Annotation data for object locations
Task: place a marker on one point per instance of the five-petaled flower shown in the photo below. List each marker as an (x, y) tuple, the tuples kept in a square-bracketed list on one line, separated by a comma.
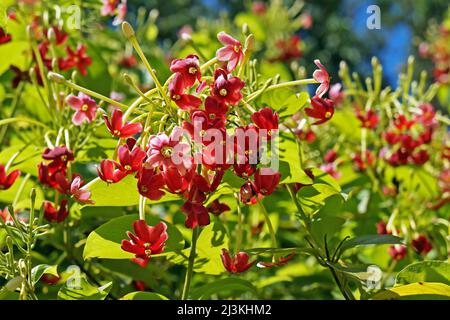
[(236, 264), (7, 180), (322, 109), (321, 75), (85, 108), (120, 129), (147, 241), (231, 52)]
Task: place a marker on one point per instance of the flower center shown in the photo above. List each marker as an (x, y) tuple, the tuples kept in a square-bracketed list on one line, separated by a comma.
[(167, 151)]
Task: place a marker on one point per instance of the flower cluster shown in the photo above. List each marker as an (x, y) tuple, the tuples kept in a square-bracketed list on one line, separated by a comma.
[(55, 173)]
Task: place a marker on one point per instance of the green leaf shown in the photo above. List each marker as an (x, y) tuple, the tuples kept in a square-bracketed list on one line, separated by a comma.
[(424, 271), (105, 241), (123, 193), (313, 198), (222, 287), (139, 295), (285, 101), (38, 271), (416, 291), (366, 240), (85, 291)]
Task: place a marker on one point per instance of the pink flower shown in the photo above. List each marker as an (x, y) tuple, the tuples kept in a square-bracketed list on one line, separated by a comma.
[(231, 52), (321, 75), (80, 195), (169, 151), (85, 108)]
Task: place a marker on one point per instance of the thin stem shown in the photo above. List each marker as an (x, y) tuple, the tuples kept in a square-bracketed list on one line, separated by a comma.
[(190, 269)]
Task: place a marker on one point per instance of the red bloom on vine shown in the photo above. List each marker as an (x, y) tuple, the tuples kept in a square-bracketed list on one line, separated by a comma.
[(322, 109), (266, 181), (421, 244), (397, 252), (231, 52), (227, 88), (131, 160), (266, 119), (85, 108), (118, 128), (7, 180), (189, 70), (169, 151), (80, 195), (183, 100), (321, 75), (76, 59), (147, 241), (109, 171), (150, 183), (368, 120), (239, 263), (197, 215), (53, 215), (4, 37)]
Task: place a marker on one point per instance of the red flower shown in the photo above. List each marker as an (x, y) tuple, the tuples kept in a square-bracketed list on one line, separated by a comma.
[(420, 157), (421, 244), (266, 119), (227, 88), (4, 37), (7, 180), (169, 151), (360, 163), (53, 215), (231, 52), (369, 120), (118, 129), (109, 171), (216, 207), (197, 215), (321, 75), (5, 215), (77, 59), (330, 156), (237, 264), (266, 181), (147, 241), (322, 109), (281, 262), (397, 252), (183, 100), (80, 195), (189, 70), (150, 183), (131, 160), (85, 108)]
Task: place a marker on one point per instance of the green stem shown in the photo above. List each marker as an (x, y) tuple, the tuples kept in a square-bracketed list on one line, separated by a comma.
[(190, 269)]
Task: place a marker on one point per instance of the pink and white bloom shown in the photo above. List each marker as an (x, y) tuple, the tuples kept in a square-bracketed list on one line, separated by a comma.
[(80, 195), (169, 152), (85, 107), (231, 52), (321, 75)]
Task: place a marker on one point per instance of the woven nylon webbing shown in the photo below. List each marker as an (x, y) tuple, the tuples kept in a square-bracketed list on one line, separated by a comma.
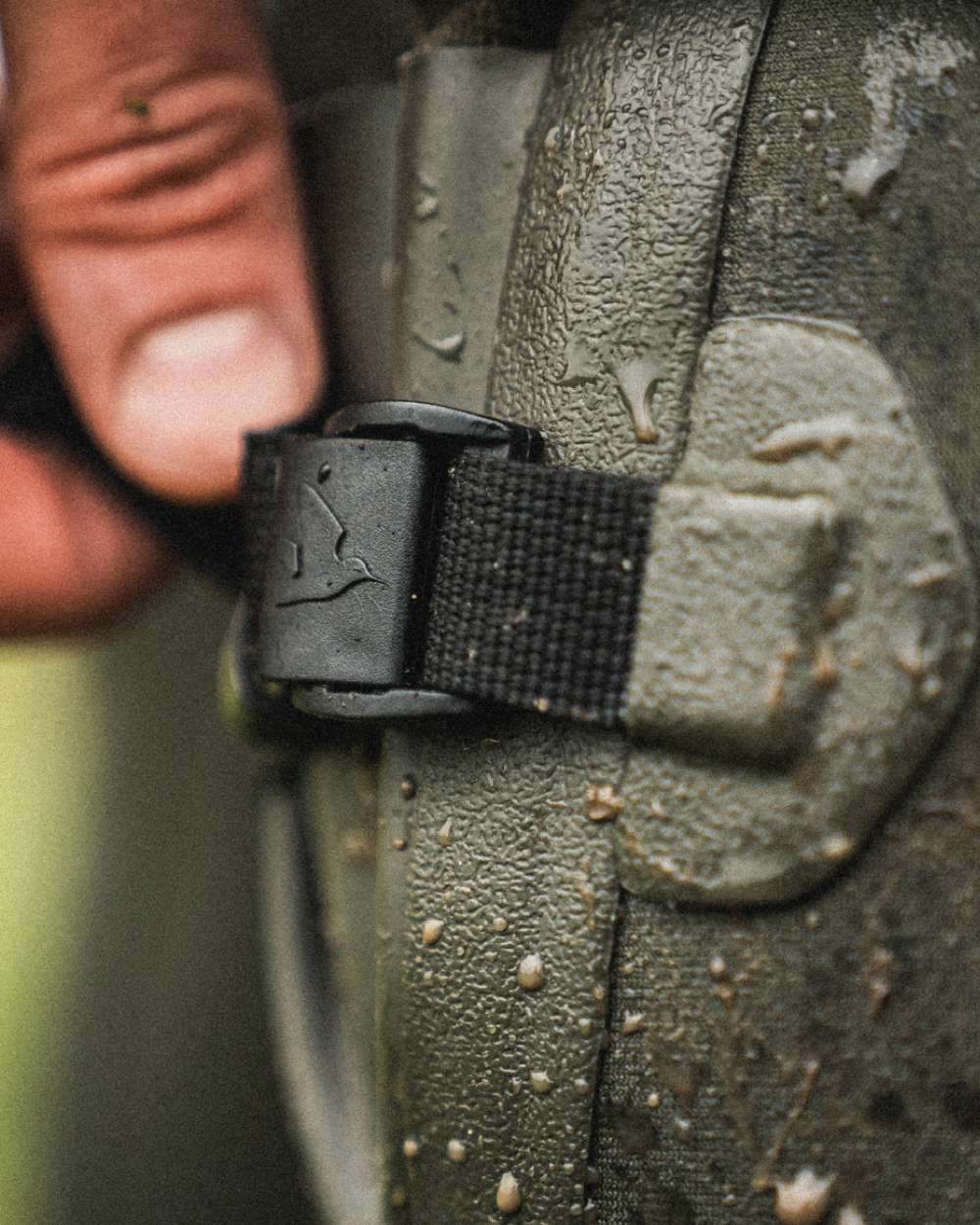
[(537, 587)]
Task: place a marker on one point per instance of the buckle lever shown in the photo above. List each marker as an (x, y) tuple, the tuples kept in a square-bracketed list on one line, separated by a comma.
[(352, 554)]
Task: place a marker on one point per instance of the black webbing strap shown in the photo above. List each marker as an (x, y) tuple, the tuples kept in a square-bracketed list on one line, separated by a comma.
[(537, 587), (525, 583)]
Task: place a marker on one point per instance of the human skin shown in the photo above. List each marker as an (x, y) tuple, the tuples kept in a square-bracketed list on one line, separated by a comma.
[(150, 221)]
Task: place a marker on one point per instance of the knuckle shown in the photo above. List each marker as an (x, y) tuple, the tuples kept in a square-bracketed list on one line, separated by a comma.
[(187, 156)]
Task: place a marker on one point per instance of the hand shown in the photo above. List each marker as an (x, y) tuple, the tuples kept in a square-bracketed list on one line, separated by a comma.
[(151, 219)]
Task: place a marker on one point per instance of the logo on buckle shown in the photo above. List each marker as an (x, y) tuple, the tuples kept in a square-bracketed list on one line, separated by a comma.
[(317, 567)]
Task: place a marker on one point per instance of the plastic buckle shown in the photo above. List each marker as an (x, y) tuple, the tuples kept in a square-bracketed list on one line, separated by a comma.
[(353, 553)]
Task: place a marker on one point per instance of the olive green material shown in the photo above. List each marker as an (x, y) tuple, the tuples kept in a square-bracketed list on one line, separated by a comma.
[(839, 1034), (321, 1044), (461, 161), (730, 622), (503, 858), (785, 411), (694, 171), (612, 270)]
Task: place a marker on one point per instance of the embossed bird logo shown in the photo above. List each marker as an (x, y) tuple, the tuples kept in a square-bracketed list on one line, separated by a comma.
[(317, 566)]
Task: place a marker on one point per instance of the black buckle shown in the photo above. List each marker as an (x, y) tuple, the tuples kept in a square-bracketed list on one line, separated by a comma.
[(353, 550)]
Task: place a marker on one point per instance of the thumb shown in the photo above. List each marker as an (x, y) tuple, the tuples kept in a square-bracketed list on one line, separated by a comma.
[(157, 220)]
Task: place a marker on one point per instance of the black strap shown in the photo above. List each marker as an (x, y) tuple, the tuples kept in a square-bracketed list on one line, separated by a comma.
[(532, 588), (537, 587)]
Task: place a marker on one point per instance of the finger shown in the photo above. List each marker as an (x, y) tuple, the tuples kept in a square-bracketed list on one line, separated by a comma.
[(69, 559), (158, 221)]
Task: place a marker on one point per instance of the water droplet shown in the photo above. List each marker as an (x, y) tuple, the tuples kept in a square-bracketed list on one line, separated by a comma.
[(603, 804), (849, 1215), (804, 1200), (509, 1195), (530, 973), (426, 207), (637, 381), (450, 348), (431, 930), (837, 847)]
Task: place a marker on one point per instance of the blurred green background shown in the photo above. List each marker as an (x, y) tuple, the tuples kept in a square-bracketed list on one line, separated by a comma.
[(136, 1082)]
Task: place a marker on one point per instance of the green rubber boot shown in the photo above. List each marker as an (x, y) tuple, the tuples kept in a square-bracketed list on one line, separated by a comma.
[(720, 966)]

TASK STATEMENT = Turn the material into a numbered list, beginning at the line that has "of the blurred" and stopping after the line that has "[(136, 1082)]". Leave out any blank lines.

FINISHED TASK =
1. Task: place a marker on one point per instance of the blurred green background shown in the photo above. List each marker as an (x, y) tuple, the tuples kept in a square-bracketed list on one line, separated by a comma.
2. [(136, 1082)]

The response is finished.